Render every line of the records below as a numbered list, skipping blank lines and leaving out the pictures.

(Coordinate annotation records)

○ ○ ○

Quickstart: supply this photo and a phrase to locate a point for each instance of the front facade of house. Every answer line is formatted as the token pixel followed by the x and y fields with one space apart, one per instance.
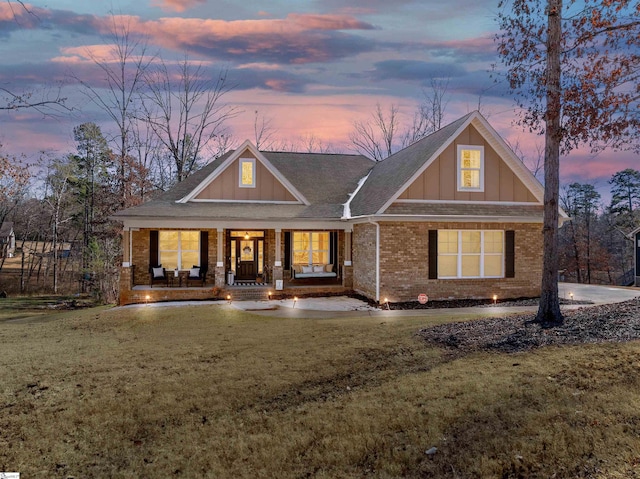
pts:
pixel 455 215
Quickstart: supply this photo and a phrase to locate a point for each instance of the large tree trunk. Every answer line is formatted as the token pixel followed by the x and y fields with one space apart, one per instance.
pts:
pixel 549 308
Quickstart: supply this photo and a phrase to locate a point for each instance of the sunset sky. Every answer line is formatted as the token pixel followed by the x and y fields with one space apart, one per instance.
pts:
pixel 312 66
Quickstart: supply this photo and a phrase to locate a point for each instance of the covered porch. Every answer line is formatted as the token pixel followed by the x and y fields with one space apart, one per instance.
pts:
pixel 244 263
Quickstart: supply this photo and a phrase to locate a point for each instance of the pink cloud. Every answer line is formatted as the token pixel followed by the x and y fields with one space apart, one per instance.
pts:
pixel 176 5
pixel 297 38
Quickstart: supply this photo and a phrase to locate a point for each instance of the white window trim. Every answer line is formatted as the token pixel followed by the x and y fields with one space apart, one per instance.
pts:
pixel 459 255
pixel 459 167
pixel 241 161
pixel 310 248
pixel 179 251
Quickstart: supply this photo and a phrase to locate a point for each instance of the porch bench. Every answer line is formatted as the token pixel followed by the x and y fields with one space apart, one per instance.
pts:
pixel 313 271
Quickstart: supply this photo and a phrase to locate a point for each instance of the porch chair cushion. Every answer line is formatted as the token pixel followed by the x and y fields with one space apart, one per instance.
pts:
pixel 158 271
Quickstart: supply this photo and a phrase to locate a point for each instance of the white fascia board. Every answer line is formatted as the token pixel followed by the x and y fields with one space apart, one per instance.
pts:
pixel 203 223
pixel 346 212
pixel 446 219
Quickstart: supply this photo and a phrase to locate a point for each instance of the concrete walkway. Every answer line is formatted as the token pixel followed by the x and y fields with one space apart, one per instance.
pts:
pixel 343 306
pixel 333 307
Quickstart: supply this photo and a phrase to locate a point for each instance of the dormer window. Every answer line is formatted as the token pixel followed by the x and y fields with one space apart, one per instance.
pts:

○ ○ ○

# Result:
1. Quickstart: supply this photo and a phrase to locate a point for each instance of the front facade of house. Every answer line is formatted as the token pixel followed by the x and y fields with one space apart, one per instance.
2. pts:
3. pixel 455 215
4. Quickstart: supply this photo and a phrase to locate a point for each instance of the large tree trunk. Every answer line is formatted as the token pixel followed by the x and y fields with one space apart, one per instance.
5. pts:
6. pixel 549 308
7. Quickstart: supply this photo and a phrase to locate a point for each instance of the sunset sky. Every answer line is formatted as the token pixel followed by the x and y fields with one space apart, one per instance.
8. pts:
9. pixel 312 66
10. Quickstart: supply this photo and a phrase to locate a point for each instance of the covered porch. Every answer line is formatted as the token pixel followed by the x and y fields with one space apart, one per instance.
11. pts:
12. pixel 244 263
13. Quickstart: supply this photo and a phrase to locate a point for each instance of the pink cloud. Every answer line is formatted as the token pixel followed by the x and y fields with one space apart, one per instance.
14. pts:
15. pixel 176 5
16. pixel 297 38
17. Quickstart: supply this photo and a phrase to locate a point for each instance of the white window trim. Every answer line is formatted as the token pixel followed by the x and y fields with one space apart, one per instance.
18. pts:
19. pixel 459 255
20. pixel 459 167
21. pixel 241 161
22. pixel 310 248
23. pixel 179 251
24. Quickstart: supply this photo and a phrase to locate a point for each instance of the porch bench. Every answer line is formatted as the token pixel followed by the x and y fields with one space apart, one per instance.
25. pts:
26. pixel 313 271
27. Quickstart: supply this photo and a phrase to locate a point for each instance of the porch chair cushion. Every answer line is formatted as the token pixel followed by the x and y fields with one space apart, one per instance.
28. pts:
29. pixel 158 271
30. Quickstart: supply this photo and a phrase to locate a point for each instance of the white fascia board. Every answer line is formatted as the token pixel followed by the x and y fields with one space apart, one per instance.
31. pts:
32. pixel 203 223
33. pixel 346 212
34. pixel 446 219
35. Quickstart: supply this photo and a phrase to locate a point for each instance of the concrete walkway. Every answer line is formatted as the token pixel followed by the x and y fields with one space apart, one per instance.
36. pts:
37. pixel 343 306
38. pixel 333 307
39. Quickstart: supply this photo and a phrase to locate a point for each instance of the dormer window. Every answer line is formatted as the token pixel followed by the x and y fields with one space apart, one per instance.
40. pts:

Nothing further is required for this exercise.